◆ EXERCISE DIRECTIONS
Collect the lines of the entries where "draw" shows up.

*** Opening of RAW DATA ***

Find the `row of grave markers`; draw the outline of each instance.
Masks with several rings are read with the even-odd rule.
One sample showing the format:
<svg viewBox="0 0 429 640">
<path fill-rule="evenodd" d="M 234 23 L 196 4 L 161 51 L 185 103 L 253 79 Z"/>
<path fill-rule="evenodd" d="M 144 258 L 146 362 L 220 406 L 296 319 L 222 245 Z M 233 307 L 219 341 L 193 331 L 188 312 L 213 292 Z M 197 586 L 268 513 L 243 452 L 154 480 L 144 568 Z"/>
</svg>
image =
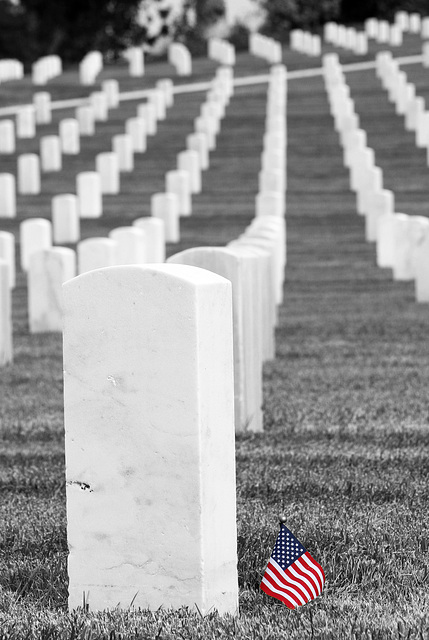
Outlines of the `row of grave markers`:
<svg viewBox="0 0 429 640">
<path fill-rule="evenodd" d="M 391 268 L 395 280 L 414 281 L 416 301 L 429 302 L 429 219 L 395 212 L 394 193 L 383 188 L 383 172 L 375 164 L 374 150 L 367 145 L 365 131 L 359 128 L 359 118 L 338 56 L 326 55 L 323 65 L 331 115 L 343 147 L 344 165 L 350 170 L 350 187 L 356 193 L 357 211 L 365 216 L 366 240 L 376 243 L 377 265 Z M 377 56 L 377 73 L 390 89 L 390 99 L 395 102 L 397 113 L 408 115 L 409 128 L 415 128 L 417 142 L 426 146 L 429 153 L 429 122 L 424 118 L 423 124 L 420 123 L 413 92 L 398 89 L 404 89 L 405 81 L 392 81 L 392 75 L 402 72 L 390 53 L 381 52 Z M 408 100 L 404 98 L 407 95 Z M 425 136 L 421 127 L 424 127 Z"/>
<path fill-rule="evenodd" d="M 285 113 L 277 66 L 264 152 L 285 156 Z M 284 181 L 270 187 L 284 201 Z M 227 247 L 63 285 L 70 608 L 85 594 L 91 609 L 237 612 L 234 432 L 262 430 L 284 209 L 257 210 Z"/>
</svg>

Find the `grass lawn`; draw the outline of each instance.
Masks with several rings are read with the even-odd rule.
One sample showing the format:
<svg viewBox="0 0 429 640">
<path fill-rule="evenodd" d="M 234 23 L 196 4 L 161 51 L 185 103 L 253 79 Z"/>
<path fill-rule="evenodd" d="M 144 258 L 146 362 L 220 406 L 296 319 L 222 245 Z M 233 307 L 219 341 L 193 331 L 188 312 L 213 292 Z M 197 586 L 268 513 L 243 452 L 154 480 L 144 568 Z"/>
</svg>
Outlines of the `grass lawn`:
<svg viewBox="0 0 429 640">
<path fill-rule="evenodd" d="M 408 37 L 400 53 L 420 45 Z M 320 63 L 294 53 L 285 61 L 290 69 Z M 195 66 L 198 80 L 214 73 L 209 61 Z M 266 71 L 263 62 L 239 56 L 236 75 Z M 153 65 L 144 86 L 170 73 L 164 63 Z M 407 73 L 420 95 L 429 94 L 427 70 L 413 65 Z M 113 75 L 121 89 L 130 88 L 123 68 Z M 425 154 L 373 70 L 347 79 L 397 210 L 428 215 Z M 53 95 L 74 95 L 75 82 L 73 72 L 52 81 Z M 3 88 L 2 104 L 28 101 L 25 83 Z M 83 221 L 82 237 L 105 236 L 148 215 L 150 195 L 163 190 L 202 100 L 198 93 L 177 96 L 121 194 L 105 198 L 100 220 Z M 252 219 L 265 101 L 264 85 L 236 90 L 203 193 L 193 198 L 194 213 L 182 220 L 181 242 L 168 246 L 169 255 L 222 245 Z M 97 126 L 81 156 L 45 177 L 42 195 L 20 196 L 18 218 L 1 220 L 0 228 L 17 233 L 22 219 L 49 217 L 52 196 L 74 191 L 76 173 L 110 149 L 135 106 L 124 103 Z M 55 112 L 41 134 L 56 131 L 70 113 Z M 20 153 L 35 149 L 37 141 L 19 142 Z M 1 171 L 16 165 L 5 156 L 0 162 Z M 187 609 L 67 612 L 61 337 L 28 333 L 25 277 L 18 274 L 15 359 L 0 376 L 0 640 L 429 638 L 429 308 L 414 302 L 412 283 L 393 282 L 390 270 L 375 266 L 320 77 L 289 85 L 287 231 L 277 353 L 264 372 L 265 431 L 237 437 L 236 618 Z M 281 513 L 327 576 L 322 596 L 296 611 L 258 588 Z"/>
</svg>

*** Close of RAW DATA ***

◆ RESPONSE AREA
Find the `row of grave markers`; draw the outline of each instance.
Find the `grass lawn`; draw the outline of each instance.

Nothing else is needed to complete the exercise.